▶ TÂCHES:
1) Reproduisez le passage de l'article sur le handicap au Gabon commençant par « Imaginez-vous dans une » et allant jusqu'à « réformes sont nécessaires. », en substituant « passerelle » à « rampe ».
2) Prolongez l'article sur le handicap au Gabon à partir de sa dernière phrase.

▶ SOURCE:
--- --- ---

Dans un Gabon où l'on célèbre régulièrement les avancées économiques et sociales, une question demeure suspendue dans l’air : "Et les personnes handicapées, où en sommes-nous ?" C’est à se demander si les droits humains s’arrêtent à la porte des personnes vivant avec un handicap. En effet, si vous cherchez des rampes d'accès, des infrastructures adaptées ou même une véritable politique d'inclusion pour les personnes en situation de handicap, vous risquez de tomber sur une impasse. Mais ne vous inquiétez pas, ce n'est qu'une question de perspective. Après tout, qui a besoin de rampes quand on a la chance de vivre dans un pays où l'oubli et l’indifférence sont des arts bien maîtrisés ?
Un droit à la dignité… presque
Le Gabon, comme beaucoup de pays, a ratifié plusieurs conventions internationales sur les droits des personnes handicapées, promesses d'un avenir radieux. Mais dans la réalité, la situation ressemble plus à une blague de mauvais goût. Les engagements signés par le pays sont souvent ignorés, comme si le simple fait de signer un document suffisait à transformer la réalité. Ainsi, dans les rues de Libreville, la capitale, et des autres villes gabonaises, la condition des personnes handicapées semble être une question de "nuisance sociale" plutôt que de dignité humaine.
Imaginez-vous dans une administration publique où chaque porte semble vous dire "vous n'êtes pas les bienvenus". Et pour les personnes en fauteuil roulant, la promesse d’une rampe d'accès est aussi abstraite qu’une étoile filante. Pourtant, le ministère des Affaires Sociales, ce ministère noble qui a la charge des personnes vulnérables, semble avoir perdu son GPS et ne parvient pas à se rendre là où les réformes sont nécessaires.

--- --- ---

Données de détection d'objets
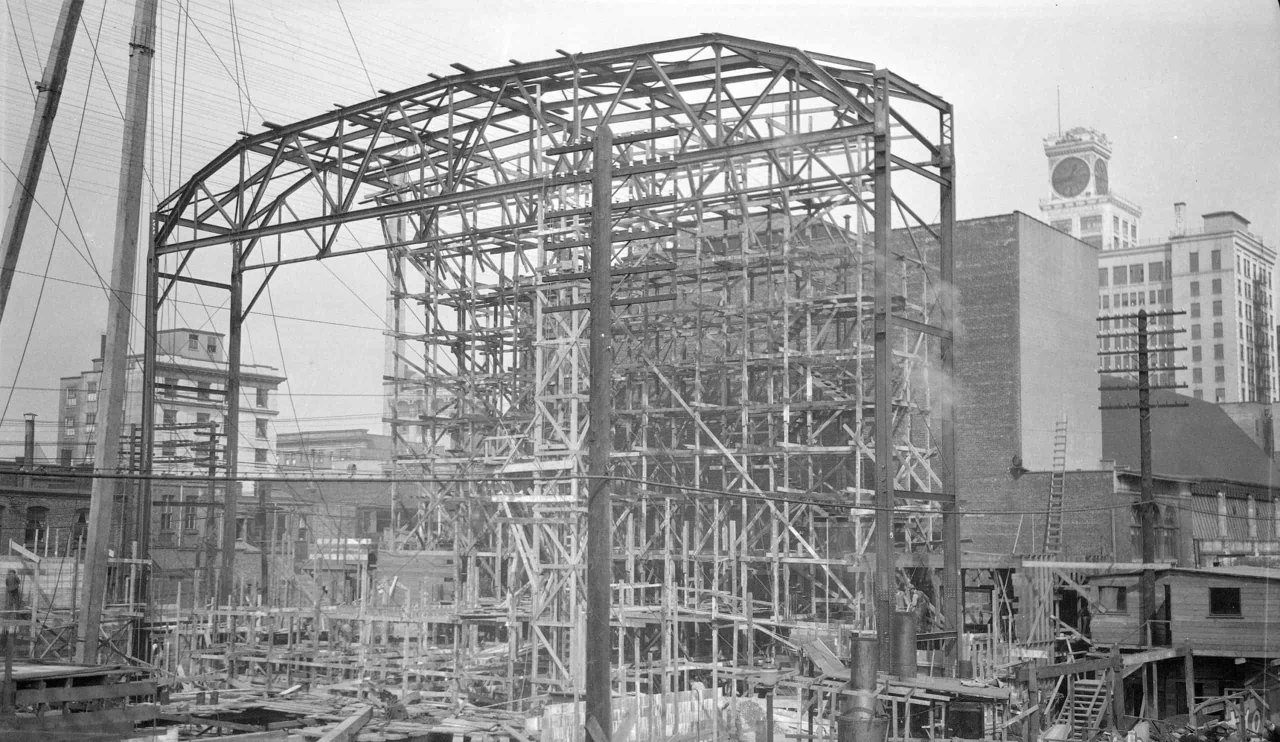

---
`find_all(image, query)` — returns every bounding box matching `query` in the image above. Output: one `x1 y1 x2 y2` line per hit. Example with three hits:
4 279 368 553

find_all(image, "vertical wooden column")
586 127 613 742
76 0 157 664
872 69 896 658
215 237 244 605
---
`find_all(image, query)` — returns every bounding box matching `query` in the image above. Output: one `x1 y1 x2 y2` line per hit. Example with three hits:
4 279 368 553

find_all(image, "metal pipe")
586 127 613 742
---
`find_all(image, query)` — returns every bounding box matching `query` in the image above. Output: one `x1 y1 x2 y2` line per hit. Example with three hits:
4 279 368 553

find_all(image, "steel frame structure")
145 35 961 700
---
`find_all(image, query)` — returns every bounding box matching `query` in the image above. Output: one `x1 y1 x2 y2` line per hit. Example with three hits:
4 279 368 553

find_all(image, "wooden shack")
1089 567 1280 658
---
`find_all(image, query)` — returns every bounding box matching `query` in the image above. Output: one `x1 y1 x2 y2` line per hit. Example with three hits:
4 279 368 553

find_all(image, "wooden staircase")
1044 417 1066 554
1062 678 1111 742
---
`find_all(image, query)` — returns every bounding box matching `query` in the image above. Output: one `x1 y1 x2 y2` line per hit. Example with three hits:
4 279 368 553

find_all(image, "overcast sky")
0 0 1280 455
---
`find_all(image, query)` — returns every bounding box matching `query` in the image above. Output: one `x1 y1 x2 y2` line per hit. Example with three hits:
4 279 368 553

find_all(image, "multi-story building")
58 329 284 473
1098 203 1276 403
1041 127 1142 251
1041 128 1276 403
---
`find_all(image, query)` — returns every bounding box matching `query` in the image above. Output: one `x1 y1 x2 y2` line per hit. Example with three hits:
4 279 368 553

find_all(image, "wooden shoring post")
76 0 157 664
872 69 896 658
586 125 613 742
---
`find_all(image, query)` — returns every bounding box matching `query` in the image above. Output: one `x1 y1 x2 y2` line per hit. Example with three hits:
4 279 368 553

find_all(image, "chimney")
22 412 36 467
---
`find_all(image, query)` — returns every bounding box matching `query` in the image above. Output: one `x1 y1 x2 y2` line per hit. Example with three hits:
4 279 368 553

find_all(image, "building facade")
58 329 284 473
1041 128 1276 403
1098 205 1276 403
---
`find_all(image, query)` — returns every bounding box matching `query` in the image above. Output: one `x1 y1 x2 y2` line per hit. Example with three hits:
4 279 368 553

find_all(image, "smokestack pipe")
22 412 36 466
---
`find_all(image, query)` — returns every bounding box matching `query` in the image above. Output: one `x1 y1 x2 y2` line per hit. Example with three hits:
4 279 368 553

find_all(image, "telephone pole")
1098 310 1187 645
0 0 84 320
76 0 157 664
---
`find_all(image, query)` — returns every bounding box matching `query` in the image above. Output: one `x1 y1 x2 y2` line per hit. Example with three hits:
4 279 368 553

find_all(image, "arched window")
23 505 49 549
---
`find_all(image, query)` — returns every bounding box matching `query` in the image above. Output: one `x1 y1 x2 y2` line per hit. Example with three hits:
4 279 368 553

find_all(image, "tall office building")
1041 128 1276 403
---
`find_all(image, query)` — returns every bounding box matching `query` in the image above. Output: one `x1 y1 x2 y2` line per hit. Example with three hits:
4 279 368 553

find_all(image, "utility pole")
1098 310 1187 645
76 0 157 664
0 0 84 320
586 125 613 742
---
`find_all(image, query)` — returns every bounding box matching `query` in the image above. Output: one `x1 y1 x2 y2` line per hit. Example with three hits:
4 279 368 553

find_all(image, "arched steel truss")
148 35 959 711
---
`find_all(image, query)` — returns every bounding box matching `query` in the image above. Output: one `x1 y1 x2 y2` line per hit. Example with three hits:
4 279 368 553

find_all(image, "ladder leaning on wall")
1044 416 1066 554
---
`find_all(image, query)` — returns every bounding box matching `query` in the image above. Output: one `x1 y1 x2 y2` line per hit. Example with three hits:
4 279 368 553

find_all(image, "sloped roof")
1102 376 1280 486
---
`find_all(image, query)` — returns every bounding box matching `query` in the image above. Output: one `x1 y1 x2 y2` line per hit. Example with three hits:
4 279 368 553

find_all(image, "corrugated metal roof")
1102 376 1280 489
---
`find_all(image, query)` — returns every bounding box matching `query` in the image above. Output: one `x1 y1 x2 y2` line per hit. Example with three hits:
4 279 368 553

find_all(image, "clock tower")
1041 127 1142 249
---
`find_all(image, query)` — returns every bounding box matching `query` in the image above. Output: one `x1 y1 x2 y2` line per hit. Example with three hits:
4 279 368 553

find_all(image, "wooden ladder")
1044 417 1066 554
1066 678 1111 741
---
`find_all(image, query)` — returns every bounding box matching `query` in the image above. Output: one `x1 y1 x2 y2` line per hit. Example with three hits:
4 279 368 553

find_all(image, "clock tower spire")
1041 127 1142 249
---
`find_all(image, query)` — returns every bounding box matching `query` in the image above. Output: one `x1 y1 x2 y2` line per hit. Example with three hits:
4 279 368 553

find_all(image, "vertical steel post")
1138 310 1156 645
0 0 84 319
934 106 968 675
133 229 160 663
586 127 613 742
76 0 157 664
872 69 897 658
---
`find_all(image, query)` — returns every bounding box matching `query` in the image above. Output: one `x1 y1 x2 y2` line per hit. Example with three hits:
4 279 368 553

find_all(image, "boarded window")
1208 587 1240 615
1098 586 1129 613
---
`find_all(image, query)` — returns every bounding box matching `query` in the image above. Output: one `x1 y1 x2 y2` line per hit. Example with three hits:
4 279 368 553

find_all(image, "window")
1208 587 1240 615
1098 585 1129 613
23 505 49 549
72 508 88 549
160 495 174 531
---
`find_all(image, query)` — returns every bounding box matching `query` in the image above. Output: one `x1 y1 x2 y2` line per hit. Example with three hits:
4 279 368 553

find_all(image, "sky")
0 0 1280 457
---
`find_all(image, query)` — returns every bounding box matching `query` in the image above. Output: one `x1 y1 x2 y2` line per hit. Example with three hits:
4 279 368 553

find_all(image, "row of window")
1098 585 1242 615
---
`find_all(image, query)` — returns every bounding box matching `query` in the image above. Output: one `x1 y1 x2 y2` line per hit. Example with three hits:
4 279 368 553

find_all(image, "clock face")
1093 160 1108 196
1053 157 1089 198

--- --- ---

▶ RÉSULTATS:
1)
Imaginez-vous dans une administration publique où chaque porte semble vous dire "vous n'êtes pas les bienvenus". Et pour les personnes en fauteuil roulant, la promesse d’une passerelle d'accès est aussi abstraite qu’une étoile filante. Pourtant, le ministère des Affaires Sociales, ce ministère noble qui a la charge des personnes vulnérables, semble avoir perdu son GPS et ne parvient pas à se rendre là où les réformes sont nécessaires.

2)
Le "chic" du handicap : mendiants nationaux
Que se passe-t-il quand les promesses de l'État ne se réalisent pas ? La réponse se trouve à chaque carrefour principal de la capitale, où des hommes et des femmes handicapés mendiant deviennent les "mendiants nationaux". Un surnom ironique pour ceux qui ne sont pas considérés comme des citoyens à part entière, mais plutôt comme une attraction touristique sur le côté de la route. Bien sûr, ce n’est pas de la "pitié" qu’ils demandent, mais de la reconnaissance de leur dignité humaine. Une dignité qui semble se dérober chaque jour davantage.
Leurs journées sont un combat permanent contre l’indifférence. Au lieu d’être accueillis dans des écoles adaptées, des centres de soins, ou d'être accompagnés dans la société, ils sont livrés à eux-mêmes, au mieux réduits à des objets de charité et, au pire, ignorés. Ce silence, cette absence de réponse de la part des autorités, est une forme de violence sociale plus sourde et plus pernicieuse que l'absence de rampes d’accès.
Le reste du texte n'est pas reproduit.